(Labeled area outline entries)
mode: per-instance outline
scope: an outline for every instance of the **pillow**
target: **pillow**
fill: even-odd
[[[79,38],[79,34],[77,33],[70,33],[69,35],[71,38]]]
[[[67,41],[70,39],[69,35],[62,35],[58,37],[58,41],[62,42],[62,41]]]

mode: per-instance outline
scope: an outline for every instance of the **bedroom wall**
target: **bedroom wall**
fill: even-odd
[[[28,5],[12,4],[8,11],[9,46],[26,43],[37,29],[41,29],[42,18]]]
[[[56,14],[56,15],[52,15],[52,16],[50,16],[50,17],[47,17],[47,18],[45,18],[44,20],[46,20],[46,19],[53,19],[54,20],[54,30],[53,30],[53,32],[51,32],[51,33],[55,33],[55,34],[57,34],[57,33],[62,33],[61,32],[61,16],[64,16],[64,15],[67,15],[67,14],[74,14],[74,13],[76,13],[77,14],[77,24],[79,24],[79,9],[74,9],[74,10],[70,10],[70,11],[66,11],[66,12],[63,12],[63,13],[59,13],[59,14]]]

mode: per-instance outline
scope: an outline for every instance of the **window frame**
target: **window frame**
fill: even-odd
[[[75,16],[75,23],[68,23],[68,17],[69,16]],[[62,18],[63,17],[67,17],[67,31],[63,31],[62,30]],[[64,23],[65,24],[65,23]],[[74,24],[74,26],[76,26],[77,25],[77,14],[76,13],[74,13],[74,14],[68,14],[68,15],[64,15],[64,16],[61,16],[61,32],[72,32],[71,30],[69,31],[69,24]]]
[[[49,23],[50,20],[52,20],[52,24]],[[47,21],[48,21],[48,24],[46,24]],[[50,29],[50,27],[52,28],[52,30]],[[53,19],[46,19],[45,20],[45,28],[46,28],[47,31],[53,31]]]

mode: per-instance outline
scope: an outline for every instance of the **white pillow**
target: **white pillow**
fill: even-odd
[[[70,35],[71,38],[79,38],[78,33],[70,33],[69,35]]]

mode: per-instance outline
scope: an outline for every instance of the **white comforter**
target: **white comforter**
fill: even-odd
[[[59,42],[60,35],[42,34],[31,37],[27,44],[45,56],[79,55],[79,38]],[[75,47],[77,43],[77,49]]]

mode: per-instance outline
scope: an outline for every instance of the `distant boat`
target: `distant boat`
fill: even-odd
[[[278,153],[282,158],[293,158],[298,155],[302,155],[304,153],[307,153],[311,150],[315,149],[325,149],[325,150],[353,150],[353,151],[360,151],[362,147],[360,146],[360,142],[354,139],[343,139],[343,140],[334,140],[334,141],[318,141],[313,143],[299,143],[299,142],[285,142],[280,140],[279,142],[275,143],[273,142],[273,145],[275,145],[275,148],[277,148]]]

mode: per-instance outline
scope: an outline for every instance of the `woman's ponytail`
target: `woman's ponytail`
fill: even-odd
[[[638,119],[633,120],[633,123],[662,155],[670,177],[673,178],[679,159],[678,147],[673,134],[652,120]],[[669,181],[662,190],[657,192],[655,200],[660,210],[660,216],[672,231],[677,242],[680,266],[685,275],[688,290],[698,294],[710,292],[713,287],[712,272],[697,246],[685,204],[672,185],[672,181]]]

**Given instruction**. Restate the data above exactly, keeping each word as it stands.

**Task solution**.
mode: per-instance outline
scope: an outline for every instance of the **pillow**
target: **pillow**
fill: even-odd
[[[79,38],[79,34],[77,33],[70,33],[69,35],[71,38]]]
[[[67,41],[70,39],[69,35],[62,35],[58,37],[58,41],[62,42],[62,41]]]

mode: per-instance outline
scope: an outline for every instance of the **bedroom wall**
target: **bedroom wall**
fill: even-odd
[[[28,5],[12,4],[8,11],[9,46],[26,43],[37,29],[41,29],[42,18]]]
[[[56,14],[56,15],[52,15],[52,16],[50,16],[50,17],[47,17],[47,18],[45,18],[44,20],[46,20],[46,19],[53,19],[54,20],[54,30],[53,30],[53,32],[51,32],[51,33],[55,33],[55,34],[57,34],[57,33],[62,33],[61,32],[61,16],[64,16],[64,15],[67,15],[67,14],[74,14],[74,13],[76,13],[77,14],[77,24],[79,24],[79,9],[74,9],[74,10],[70,10],[70,11],[66,11],[66,12],[63,12],[63,13],[59,13],[59,14]]]

mode: per-instance outline
scope: an outline for every instance of the **window frame**
target: **window frame**
fill: even-odd
[[[75,16],[75,23],[68,23],[68,17],[69,16]],[[62,18],[63,17],[67,17],[67,31],[63,31],[62,30]],[[64,23],[65,24],[65,23]],[[74,24],[74,26],[76,26],[77,25],[77,14],[76,13],[74,13],[74,14],[68,14],[68,15],[64,15],[64,16],[61,16],[61,32],[72,32],[71,30],[69,31],[69,24]]]
[[[49,23],[50,20],[52,20],[52,24]],[[47,21],[48,21],[48,24],[46,24]],[[50,29],[50,27],[52,28],[52,30]],[[53,19],[46,19],[45,20],[45,28],[46,28],[47,31],[53,31]]]

mode: per-instance outline
scope: an outline for every instance of the **white pillow**
target: **white pillow**
fill: even-odd
[[[70,35],[71,38],[79,38],[78,33],[70,33],[69,35]]]

mode: per-instance outline
scope: an outline for every instance of the **white comforter**
target: **white comforter**
fill: even-odd
[[[59,42],[60,35],[42,34],[31,37],[27,44],[45,56],[79,55],[79,38]],[[75,47],[77,43],[77,49]]]

mode: per-instance outline
scope: an outline for every instance of the `distant boat`
target: `distant boat`
fill: even-odd
[[[278,153],[282,158],[293,158],[298,155],[302,155],[304,153],[307,153],[311,150],[315,149],[325,149],[325,150],[353,150],[353,151],[360,151],[362,147],[360,146],[360,142],[354,139],[343,139],[343,140],[334,140],[334,141],[318,141],[313,143],[299,143],[299,142],[285,142],[280,140],[279,142],[275,143],[273,142],[273,145],[275,145],[275,148],[277,148]]]

mode: per-instance outline
scope: an outline for every instance of the `woman's ponytail`
target: `woman's ponytail`
fill: even-odd
[[[638,119],[633,120],[633,123],[662,155],[670,177],[673,178],[679,159],[678,147],[673,134],[652,120]],[[669,181],[662,190],[657,192],[655,200],[660,210],[660,216],[672,231],[677,242],[680,266],[685,275],[688,290],[698,294],[710,292],[713,287],[712,272],[697,246],[685,204],[672,185],[672,181]]]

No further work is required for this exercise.